### Dataset excerpts
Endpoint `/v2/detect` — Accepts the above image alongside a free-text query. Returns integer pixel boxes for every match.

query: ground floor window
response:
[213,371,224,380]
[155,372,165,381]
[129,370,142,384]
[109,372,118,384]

### Objective
State how many of the lines above contain the string "query", giving only the number.

### Solution for this problem
2